--- The records ---
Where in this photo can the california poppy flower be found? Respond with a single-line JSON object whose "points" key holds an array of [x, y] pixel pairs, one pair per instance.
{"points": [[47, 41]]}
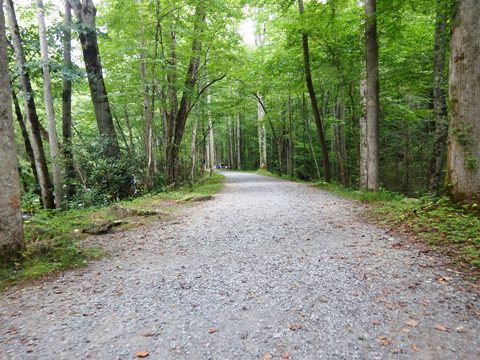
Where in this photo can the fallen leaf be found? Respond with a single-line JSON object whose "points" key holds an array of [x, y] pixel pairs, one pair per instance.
{"points": [[444, 279], [415, 348], [440, 327], [150, 334], [473, 309], [411, 322], [384, 340], [295, 327], [142, 354]]}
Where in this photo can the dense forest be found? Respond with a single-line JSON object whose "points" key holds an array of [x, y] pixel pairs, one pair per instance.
{"points": [[114, 99]]}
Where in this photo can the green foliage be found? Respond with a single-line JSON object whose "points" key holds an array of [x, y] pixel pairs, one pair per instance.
{"points": [[53, 238], [450, 228]]}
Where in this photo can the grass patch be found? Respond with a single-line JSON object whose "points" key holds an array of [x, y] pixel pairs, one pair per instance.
{"points": [[53, 238], [451, 229]]}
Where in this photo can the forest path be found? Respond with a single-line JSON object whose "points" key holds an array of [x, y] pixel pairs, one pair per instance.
{"points": [[268, 269]]}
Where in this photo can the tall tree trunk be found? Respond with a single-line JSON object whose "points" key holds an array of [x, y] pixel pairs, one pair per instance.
{"points": [[11, 230], [262, 133], [31, 111], [85, 13], [238, 134], [26, 140], [67, 104], [48, 98], [363, 149], [373, 101], [290, 165], [231, 144], [313, 100], [211, 138], [439, 103], [339, 141], [463, 154], [148, 125], [187, 96], [309, 136], [193, 149]]}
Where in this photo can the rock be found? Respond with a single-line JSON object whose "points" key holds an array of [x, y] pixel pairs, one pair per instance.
{"points": [[122, 212], [101, 227], [196, 198]]}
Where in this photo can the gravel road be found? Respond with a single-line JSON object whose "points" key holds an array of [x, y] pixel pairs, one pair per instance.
{"points": [[268, 269]]}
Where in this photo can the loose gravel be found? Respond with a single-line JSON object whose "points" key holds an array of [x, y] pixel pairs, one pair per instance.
{"points": [[268, 269]]}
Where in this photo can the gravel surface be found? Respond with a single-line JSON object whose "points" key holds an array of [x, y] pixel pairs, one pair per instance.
{"points": [[268, 269]]}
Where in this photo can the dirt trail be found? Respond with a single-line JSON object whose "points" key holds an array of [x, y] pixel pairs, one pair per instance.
{"points": [[268, 269]]}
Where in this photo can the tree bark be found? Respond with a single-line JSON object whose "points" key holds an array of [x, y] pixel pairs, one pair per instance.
{"points": [[463, 153], [290, 165], [193, 148], [262, 134], [31, 111], [363, 149], [67, 104], [48, 99], [11, 230], [211, 137], [148, 125], [373, 101], [339, 141], [313, 100], [309, 136], [238, 134], [85, 13], [439, 103], [173, 146], [26, 140]]}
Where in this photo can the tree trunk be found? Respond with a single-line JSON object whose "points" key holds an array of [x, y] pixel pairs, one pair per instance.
{"points": [[439, 103], [309, 136], [48, 98], [148, 125], [211, 138], [313, 100], [31, 111], [463, 153], [193, 149], [363, 149], [26, 140], [11, 230], [239, 143], [339, 141], [262, 134], [231, 144], [187, 96], [67, 104], [290, 165], [85, 13], [373, 101]]}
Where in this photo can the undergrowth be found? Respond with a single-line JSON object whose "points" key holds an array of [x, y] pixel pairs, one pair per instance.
{"points": [[452, 229], [53, 238]]}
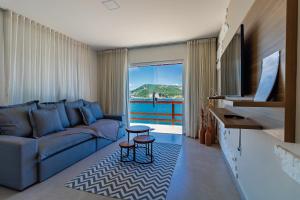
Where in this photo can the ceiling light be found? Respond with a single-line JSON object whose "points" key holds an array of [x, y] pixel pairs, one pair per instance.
{"points": [[111, 4]]}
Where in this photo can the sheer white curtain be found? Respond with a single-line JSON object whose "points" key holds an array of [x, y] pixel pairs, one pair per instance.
{"points": [[112, 75], [200, 81], [40, 63]]}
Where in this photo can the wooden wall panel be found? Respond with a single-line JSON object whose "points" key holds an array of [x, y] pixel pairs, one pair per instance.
{"points": [[291, 70], [272, 25], [265, 28]]}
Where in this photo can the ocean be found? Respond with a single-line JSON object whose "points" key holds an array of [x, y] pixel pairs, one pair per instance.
{"points": [[139, 107]]}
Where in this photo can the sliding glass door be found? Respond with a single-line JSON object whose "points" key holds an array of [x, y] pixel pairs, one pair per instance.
{"points": [[156, 96]]}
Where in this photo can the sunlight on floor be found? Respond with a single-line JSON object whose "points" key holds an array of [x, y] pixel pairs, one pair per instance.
{"points": [[159, 128]]}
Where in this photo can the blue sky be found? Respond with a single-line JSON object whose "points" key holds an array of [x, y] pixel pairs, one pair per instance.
{"points": [[165, 74]]}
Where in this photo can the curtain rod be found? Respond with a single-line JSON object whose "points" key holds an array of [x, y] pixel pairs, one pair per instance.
{"points": [[169, 44]]}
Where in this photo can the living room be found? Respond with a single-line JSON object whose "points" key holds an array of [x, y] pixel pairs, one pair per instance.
{"points": [[115, 99]]}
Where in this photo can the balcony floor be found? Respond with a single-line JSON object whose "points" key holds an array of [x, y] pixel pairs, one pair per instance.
{"points": [[162, 128]]}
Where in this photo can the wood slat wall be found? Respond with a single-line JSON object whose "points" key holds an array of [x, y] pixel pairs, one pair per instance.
{"points": [[265, 33], [272, 25]]}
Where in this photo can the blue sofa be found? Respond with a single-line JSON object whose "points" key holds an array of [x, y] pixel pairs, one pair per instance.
{"points": [[26, 160]]}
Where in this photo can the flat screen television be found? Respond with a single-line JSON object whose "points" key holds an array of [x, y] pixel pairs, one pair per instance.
{"points": [[232, 66]]}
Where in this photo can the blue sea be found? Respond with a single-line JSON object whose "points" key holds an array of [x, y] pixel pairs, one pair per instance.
{"points": [[157, 108]]}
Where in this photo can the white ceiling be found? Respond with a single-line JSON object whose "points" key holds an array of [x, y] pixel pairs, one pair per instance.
{"points": [[135, 23]]}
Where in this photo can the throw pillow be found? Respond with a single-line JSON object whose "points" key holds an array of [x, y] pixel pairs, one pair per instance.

--- What is required ---
Output the data exactly. Pictures don't belong in the result.

--- Solution for this exercise ---
Where in this photo can the california poppy flower be found? Respond with a single-line JSON object whose "points" key holds an array of [x, y] pixel pairs, one pair per instance.
{"points": [[47, 41]]}
Where in this photo can the fallen leaf be found? Respond with a single-line JSON object whose "points" key holds an array of [x, y] pixel pairs, one pair per instance.
{"points": [[444, 279], [415, 348], [440, 327], [150, 334], [473, 309], [411, 322], [384, 340], [295, 327], [142, 354]]}
Where in this photo can the dense forest be found? Respond with a single-line JSON object whose "points" key holds an array of [x, y] pixel pairs, one pair per instance.
{"points": [[114, 99]]}
Where in this photo can the green foliage be found? Respond with a single-line JSON object whose "points" key holds an array of [x, y] pixel pairs, one pair per instance.
{"points": [[53, 238], [450, 228]]}
Where in this photo can the grass patch be found? Respond with a single-line JSON object whose "points" key holds an array of [x, y] pixel pairs, one pair per instance.
{"points": [[53, 238], [451, 229]]}
Where in this photo can the forest path be found? Respond with a single-line JSON object whose "points" key holds an array of [x, y] pixel pairs, one pair per instance.
{"points": [[268, 269]]}
Where in this photo can the tall tree trunk be found? Respond with a single-line JSON object whose "points" key holds an array of [x, y] pixel pairs, one pair per instance.
{"points": [[11, 230], [262, 133], [31, 111], [85, 13], [238, 134], [26, 140], [67, 104], [48, 98], [363, 149], [373, 101], [290, 165], [231, 144], [313, 100], [211, 138], [439, 103], [339, 141], [463, 154], [148, 125], [187, 96], [309, 136], [193, 149]]}
Where in this photo can the rock be found? Respond with a single-line JSON object whose "points" key holds an array of [x, y] pixel pairs, one pair per instance.
{"points": [[122, 212], [101, 227], [196, 198]]}
Where in this photo can the gravel road be found? Respond with a single-line JSON object whose "points" key holds an array of [x, y] pixel pairs, one pair per instance.
{"points": [[268, 269]]}
Where in this photo can the loose gravel be found? Respond with a single-line JSON object whose "points" key holds an array of [x, y] pixel pairs, one pair per instance.
{"points": [[268, 269]]}
Where in this photo can the gravel surface be found? Respond with a single-line JSON object whose "points" key holds an array of [x, y] pixel pairs, one pair per instance.
{"points": [[268, 269]]}
Where in this photo can the dirt trail be found? Respond with a single-line JSON object whose "points" key holds an array of [x, y] pixel pairs, one pair per instance.
{"points": [[268, 269]]}
Where in this photo can the tree bark be found? Respond with a single-line JSON object whose "points" key holds an array of [x, y] pixel pairs, one pair per instance.
{"points": [[463, 153], [290, 165], [193, 148], [262, 134], [31, 111], [363, 149], [67, 104], [48, 99], [11, 230], [211, 137], [148, 125], [373, 101], [339, 141], [313, 100], [309, 136], [238, 134], [85, 13], [439, 103], [173, 146], [26, 140]]}
Where in this photo can the tree trunk be found? Respond with a single-line JSON object whose "points" key holds an array of [x, y] pixel pairs, one pair per instance.
{"points": [[439, 103], [309, 136], [48, 98], [148, 125], [211, 138], [313, 100], [31, 111], [463, 153], [193, 149], [363, 149], [26, 140], [11, 230], [239, 143], [339, 141], [262, 134], [231, 144], [187, 96], [67, 104], [290, 165], [85, 13], [373, 101]]}
Where in this photo can the undergrowth be found? Respond with a single-line JSON object whose "points" key holds an array of [x, y] pixel pairs, one pair per instance.
{"points": [[452, 229], [53, 238]]}
Where in this photo can the ceiling light be found? Respond with a single-line JSON object whose "points" key holds an array of [x, y] pixel pairs, one pair per instance.
{"points": [[111, 4]]}
Where in this photo can the sheer white curtain be found? Respond with a single-line JSON object whose "points" key holds an array of [x, y] pixel pairs, one pair per instance.
{"points": [[112, 75], [200, 81], [40, 63]]}
Where in this photo can the wooden wall panel be found? Respond with a single-line JSON object whose "points" key holds an array of [x, y] pixel pairs, one pair per instance.
{"points": [[291, 70], [272, 25], [265, 28]]}
Where in this photo can the ocean be found? Respond with a single-line JSON object whose "points" key holds an array of [x, y] pixel pairs, one pair per instance.
{"points": [[139, 107]]}
Where in this photo can the sliding glass door be found? Respond with a single-line JSON object whose "points" key holds an array of [x, y] pixel pairs, one pair per instance.
{"points": [[156, 96]]}
Where in this photo can the sunlight on floor be found? Respond with a single-line JSON object whose "points" key holds an array of [x, y] pixel pairs, one pair per instance.
{"points": [[159, 128]]}
Where in this photo can the blue sky be found? Respond with a single-line JSON object whose "points" key holds an array of [x, y] pixel pairs, one pair per instance.
{"points": [[165, 74]]}
Where in this photo can the curtain rod be found? Respond with a single-line JSON object whose "points" key holds an array of [x, y] pixel pairs, one pair per instance.
{"points": [[169, 44]]}
Where in this photo can the living room be found? Respond with a single-line JSON object whose "points" key holds an array of [x, y] pixel pairs, one pair per instance.
{"points": [[115, 99]]}
Where in this photo can the balcony floor be found? Respond with a single-line JSON object whose "points" key holds an array of [x, y] pixel pairs, one pair per instance.
{"points": [[162, 128]]}
Where in this photo can the wood slat wall be found? Respond with a single-line JSON object whose "points" key holds an array of [x, y] pixel pairs, one pair per instance.
{"points": [[265, 33], [272, 25]]}
Where in this photo can the blue sofa be found? Respond with a single-line JSON object whose "points" key holds an array of [x, y] pixel pairs, one pair per instance.
{"points": [[26, 160]]}
Where in this photo can the flat screen television be found? Respond with a single-line JSON object whose "points" key holds an array of [x, y] pixel pairs, one pair per instance.
{"points": [[232, 66]]}
Where in this photo can the blue sea be found? Respond with a single-line JSON object whose "points" key holds an array of [x, y] pixel pairs, one pair per instance.
{"points": [[157, 108]]}
Where in this photo can the white ceiling be found? Respond with a single-line JSON object whose "points" key holds an array of [x, y] pixel pairs, one pair per instance.
{"points": [[135, 23]]}
Where in this photo can the throw pillow be found? Respond with a single-line JSON object whose "points" key holds an array of [x, y] pixel pairs, one pair per instance.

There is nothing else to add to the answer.